Dataset rows on where objects appear:
##############################
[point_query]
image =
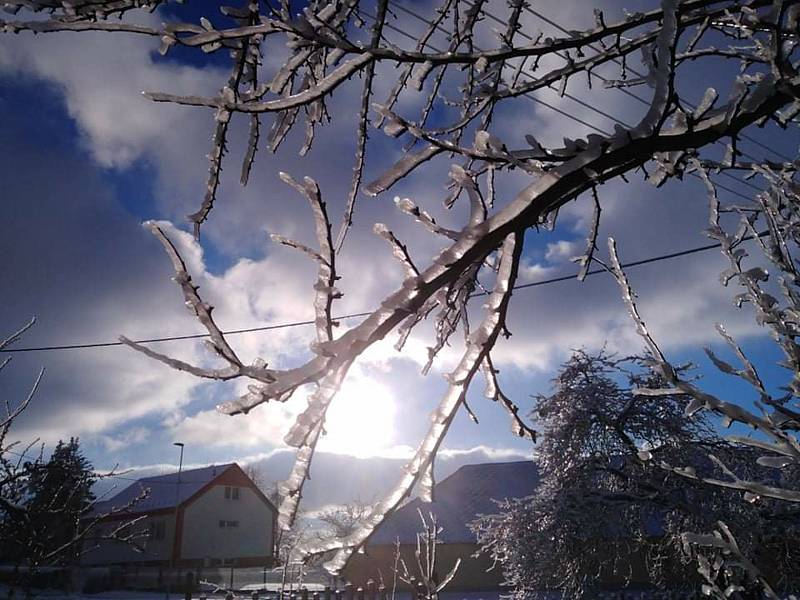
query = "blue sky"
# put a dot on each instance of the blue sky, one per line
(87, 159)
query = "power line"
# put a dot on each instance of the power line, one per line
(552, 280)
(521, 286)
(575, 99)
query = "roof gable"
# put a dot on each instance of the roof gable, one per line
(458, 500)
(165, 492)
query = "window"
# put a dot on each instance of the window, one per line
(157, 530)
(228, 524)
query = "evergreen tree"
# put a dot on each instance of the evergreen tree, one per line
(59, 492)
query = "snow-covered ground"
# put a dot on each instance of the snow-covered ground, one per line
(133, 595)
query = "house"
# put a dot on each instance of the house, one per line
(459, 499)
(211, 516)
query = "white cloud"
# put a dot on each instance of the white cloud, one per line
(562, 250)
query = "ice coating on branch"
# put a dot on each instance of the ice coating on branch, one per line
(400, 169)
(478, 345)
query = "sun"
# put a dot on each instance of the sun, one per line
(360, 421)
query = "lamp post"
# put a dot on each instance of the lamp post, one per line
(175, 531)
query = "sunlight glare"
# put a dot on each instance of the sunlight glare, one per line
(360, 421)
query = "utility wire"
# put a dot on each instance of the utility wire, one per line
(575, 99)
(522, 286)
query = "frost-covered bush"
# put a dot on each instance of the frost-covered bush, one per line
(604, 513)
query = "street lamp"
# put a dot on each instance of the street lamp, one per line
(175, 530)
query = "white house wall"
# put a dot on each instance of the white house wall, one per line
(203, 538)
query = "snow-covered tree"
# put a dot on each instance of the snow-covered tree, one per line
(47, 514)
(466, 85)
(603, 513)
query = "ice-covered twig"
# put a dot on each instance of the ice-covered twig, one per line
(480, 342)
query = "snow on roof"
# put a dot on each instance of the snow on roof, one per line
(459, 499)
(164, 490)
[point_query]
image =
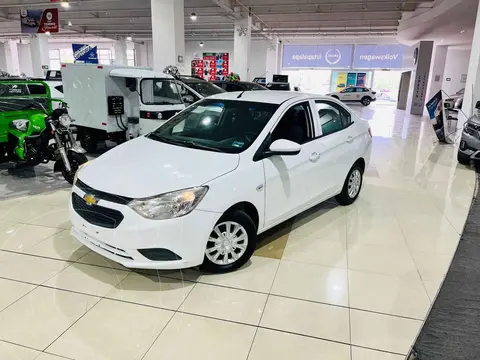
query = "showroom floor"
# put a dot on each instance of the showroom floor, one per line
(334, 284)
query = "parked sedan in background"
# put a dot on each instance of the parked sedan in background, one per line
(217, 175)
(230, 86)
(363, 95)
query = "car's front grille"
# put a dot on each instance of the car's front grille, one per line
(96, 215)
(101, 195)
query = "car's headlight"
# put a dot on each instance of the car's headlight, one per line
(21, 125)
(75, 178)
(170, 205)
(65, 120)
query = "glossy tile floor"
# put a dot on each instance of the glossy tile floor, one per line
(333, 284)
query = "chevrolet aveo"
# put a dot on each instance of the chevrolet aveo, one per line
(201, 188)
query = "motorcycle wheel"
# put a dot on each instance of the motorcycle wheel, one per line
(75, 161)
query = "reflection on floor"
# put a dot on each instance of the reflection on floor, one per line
##############################
■ Exercise requirements:
Copy the entries exactly. Leave out the images.

■ Reply to the exercise:
[point_query]
image =
query = "blue sky"
# put a dot on each instance of the blue sky, one per line
(87, 159)
query = "power line"
# put a dot on each instance of the power line, one per line
(552, 280)
(521, 286)
(575, 99)
query = "roof gable"
# put a dot on each instance of the roof gable, one per line
(458, 500)
(165, 492)
query = "window"
# put a dot on each instance of the window, one per line
(157, 530)
(228, 524)
query = "evergreen tree"
# put a dot on each instance of the evergreen tree, one per line
(59, 492)
query = "snow-covered ground"
# put a dot on each instance of the snow-covered ground, one per line
(133, 595)
query = "house"
# put a dot on each instance of the house, one per line
(459, 499)
(211, 516)
query = "white cloud"
# put a dot on each instance of the white cloud, one per line
(562, 250)
query = "ice coating on branch"
# put a dot on each instance of the ice coating on branch, one per line
(400, 169)
(478, 345)
query = "sun"
# put a dot on each instance of the sun, one per line
(360, 421)
query = "lamp post"
# put a dot on each instance of the lamp post, one per line
(175, 531)
query = "sunlight glare"
# put a dot on each instance of the sunlight glare, one per line
(360, 421)
query = "utility wire"
# put a dot on each instance of the utility wire, one per line
(575, 99)
(522, 286)
query = "frost-covered bush"
# put a dot on each instance of the frost-covered bush, one per line
(604, 513)
query = "street lamp"
# put a dot on each instance of the street lamp, one per line
(175, 530)
query = "white house wall"
# put a dot on each instance of the white house wall, one per line
(203, 538)
query = "snow-covered tree"
# put a dot on each instance of the snow-covered tree, one per line
(47, 514)
(466, 85)
(603, 513)
query = "ice-covered twig"
# put a dot on each instance of the ice-covered twig, one per line
(480, 342)
query = "snow on roof"
# put a dot on each instance of the snow on roof, one per line
(459, 499)
(164, 490)
[point_query]
image =
query = "showroom floor"
# put a dot on each instance of the showroom floor, one per line
(334, 284)
query = "parked sedan in background"
# put a dot on each instance of the parked sedan in background, one per line
(217, 175)
(230, 86)
(363, 95)
query = "car's front grille"
# put a dot on each instance of the car's front grille, one per line
(96, 215)
(101, 195)
query = "car's headlight"
# put a dot on each instance of the car's headlight, one per line
(21, 125)
(75, 178)
(170, 205)
(65, 120)
query = "glossy tile floor"
# put a dot on each instance of the glossy tile floor, one per line
(333, 284)
query = "chevrolet aveo"
# put a dot on each instance of the chevrolet aveo, one per line
(201, 188)
query = "motorcycle wheel"
# put a dot on each instance of the motorcycle wheel, one per line
(75, 161)
query = "reflection on floor"
# put a dot on each instance of the reflection on floor, one per line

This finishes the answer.